▸ **Kutipan**
Rabu, 06 Februari 2008

opini HMI

Catatan Hari Lahir HMI ke-61

HMI, Antara Hidup dan Mati

Oleh : Fatkhul Anas*)


Pada 5 Februari 1947 sebuah organisasi mahasiswa berbasis keislaman lahir di Yogyakarta, tepatnya di Sekolah Tinggi Islam atau yang sekarang dikenal dengan Universitas Islam Indonesia (UII). Lafran Pane adalah orang yang mencetuskan gerakan kemahasiswaan tersebut. Dalam catatan sejarah, sebagaimana tercatat dalam Harian Pelita Jakarta, 30 Mei 1986, organisasi ini lahir di ruangan kuliah ditengah semangat kebangsaan yang tinggi. Konfigurasi politik, sosial, ekonomi, pendidikan, agama, dan kebudayaan masa itu turut mematangkan kelahiran dan keberadaannya ditengah-tengah bangsa. Organisasi itulah yang dari masa ke masa telah mampu melahirkan nafas perjuangan mahasiswa baik dari gerakan kritisnya maupun para intelektual yang dilahirkan dari sana. Itulah Himpunan Mahasiswa Islam (HMI) yang namanya masih terkenang hingga saat ini.

Dari rahim organisasi ini banyak para intelektual bangsa lahir. Tak terhitung berapa jumlahnya, tetapi yang pasti para intelektual yang dicetak dari organisasi ini adalah manusia handal yang turut mewarnai negri ini. Sebut saja Nurcholis Madjid, Delier Noer, Akbar Tanjung, Amin Rais, Dawam Raharjo, dan masih banyak para intelektual bangsa terlahir dari rahim HMI. Memang semangat zaman saat itu dimana kondisi bangsa Indonesia belum menentu dan masih terus bergejolak, mampu membakar api kesadaran para mahasiswa untuk terus berjuang, berdiskusi, melakukan aksi, mengkritik ketidakadilan, dan memerangi ketimpangan. Drs Agus Sitompul, salah seorang aktivis HMI mencatat bahwa kondisi obyektif yang mendorong berdirinya HMI dan terus mengobarkan api semangat setidaknya ada tiga hal. Pertama, adanya kebutuhan penghayatan keagamaan dikalangan mahasiswa islam yang sedang menunutut ilmu di perguruan tinggi, yang selama itu belum mereka nikmati sebagaimana mestinya. Karena pada umumnya para mahasiswa belum memahami dan kurang mengamalkan ajaran agamanya, sebagai akibat dari sistem pendidikan dan kondisi masyarakat saat itu.

▸ **Baris yang Disediakan**
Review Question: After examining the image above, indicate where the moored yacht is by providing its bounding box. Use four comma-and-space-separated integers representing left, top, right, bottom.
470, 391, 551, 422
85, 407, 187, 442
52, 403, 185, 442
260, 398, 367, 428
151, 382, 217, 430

▸ **Tugas Wajib 1**
Dalam kutipan tentang HMI, siapa yang mencetuskan gerakan kemahasiswaan tersebut?
▸ **Tugas Wajib 2**
Lanjutkan kutipan tentang HMI mulai dari kalimat terakhirnya.

▸ **Jawaban Akhir 1**
Lafran Pane.

▸ **Jawaban Akhir 2**
Kedua, tuntutan perjuangan kemerdekaan bangsa Indonesia, yang ingin melepaskan diri sebebas-bebasnya dari belenggu penjajahan. Ketiga, adanya Sekolah Tinggi Islam (sekarang UII) sebagai ajang dan basis yang dijadikan wahana mewujudkan cita-cita untuk merubah kondisi umat islam dan bangsa Indonesia. Apalagi secara sosiologis bangsa Indonesia mayoritas berpenduduk islam. Sehingga pemikiran-pemikiran pembaruan itu akan memperoleh sambutan positif dari kalangan Perguruan Tinggi dan mahasiswa sebagai pusat kebudayaan. Ketiga hal inilah yang terus memberikan percikan semangat dan bara perubahan yang luar biasa. Tak heran jika saat-saat itu semangat untuk berdiskusi, melakukan aksi, mengkritik ketidakadilan, masih menjadi menu utama dalam perjuangan HMI.

Dari waktu ke waktu semangat tersebut terus diwariskan dari genarasi ke generasi. Sehingga menjadi sebuah tradisi yang memiliki mata rantai yang tak terputus. Selain itu, pembenahan terhadap keorganisasian maupun penyelesaian terhadap persoalan intern juga terus digalakkan. Itu semua sebagai upaya agar HMI mampu berdiri kokoh dan tetap memberikan mata air pencerahan bagi bangsa Indonesia.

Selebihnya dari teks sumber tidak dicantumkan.